● Task instructions:
a - From the MSF discussion thread, quote the text from "I will send" up to and including "my autumn holidays.".
b - In the MSF discussion thread, rewrite the paragraph beginning "I must say that the PRs version of MSF" more briefly, keeping its main facts.

● Document extract:
....

I will send you a diff of the changes that I did to make it compile and not bail out with assertion errors.
@debug-ito @atiselsts Thank you for your comments. I will address them.
Contiki-NG coding style reserves <> includes only for system libraries; use "" for all Contiki-NG files
Oh, I didn't know that. Thank you for pointing it out! 👍
We have published some initial MSF results as part of our paper TSCH Networks for Health IoT: http://www.edi.lv/wp-content/uploads/2019/10/sphere-tsch-acm.pdf (Figure 4).
I must say that the PRs version of MSF is still showing worse results that I would expect for the SPHERE application; though the results are quite different from my last year's micro-implementation of MSF internet draft version 02.
@atiselsts Thank you for sharing! I will look after my autumn holidays.
Hallow Tanaka! i try this msf with my task - chain of 8 nodes -> border-router. it works much worse then old sixtop/node with simple-sf. Where i can give you my simulation project? can you open issues in your github repo?
@alexrayne This code is outdated. A better implementation is on my machine, which is waiting to be evaluated.
can you open issues in your github repo?
It'd be nice if you could test the new one once it is pushed here. Thanks for testing.
@alexrayne This code is outdated. A better implementation is on my machine, which is waiting to be evaluated.
can you open issues in your github repo?
It'd be nice if you could test the new one once it is pushed here. Thanks for testing.
i`ve no rights, to push here anything. provide my test example as PR for you? i was wrong about sixtop/simple-sf - it unpredictable hung cooja simulation, without any hope of diagnse reason. your msf not hungs, but it is loose 3rd-hop node, when works with some little traffic. without traffic it can slowly discover deep chain. and even works with it with little traffic.
@yatch : can you explain about msf_callback_tsch_nbr_removed(nb)
callback?
why not used NETSTACK_CONF_ROUTING_NEIGHBOR_REMOVED_CALLBACK
, like orchestra do?

....

● Data extracts:
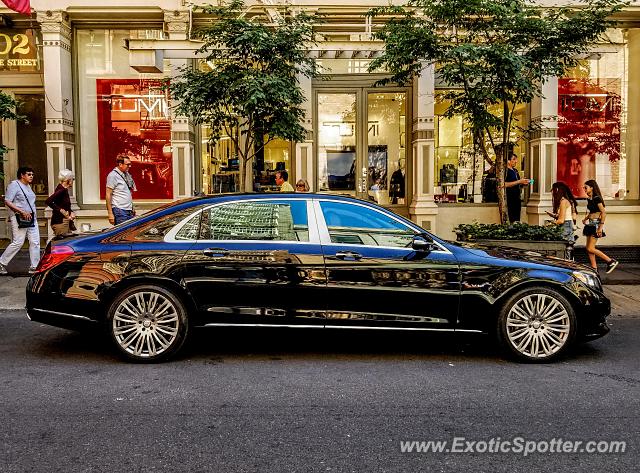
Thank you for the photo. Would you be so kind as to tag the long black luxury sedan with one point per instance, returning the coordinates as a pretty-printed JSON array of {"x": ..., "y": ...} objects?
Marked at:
[{"x": 306, "y": 261}]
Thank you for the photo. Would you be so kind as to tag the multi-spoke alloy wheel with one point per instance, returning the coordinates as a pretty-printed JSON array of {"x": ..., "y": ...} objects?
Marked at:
[
  {"x": 537, "y": 324},
  {"x": 147, "y": 323}
]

....

● Answers for this exercise:
a -
I will send you a diff of the changes that I did to make it compile and not bail out with assertion errors.
@debug-ito @atiselsts Thank you for your comments. I will address them.
Contiki-NG coding style reserves <> includes only for system libraries; use "" for all Contiki-NG files
Oh, I didn't know that. Thank you for pointing it out! 👍
We have published some initial MSF results as part of our paper TSCH Networks for Health IoT: http://www.edi.lv/wp-content/uploads/2019/10/sphere-tsch-acm.pdf (Figure 4).
I must say that the PRs version of MSF is still showing worse results that I would expect for the SPHERE application; though the results are quite different from my last year's micro-implementation of MSF internet draft version 02.
@atiselsts Thank you for sharing! I will look after my autumn holidays.

b - The PR's version of MSF still shows worse results than I would expect for the SPHERE application, though they differ considerably from my micro-implementation of MSF internet draft version 02 from last year.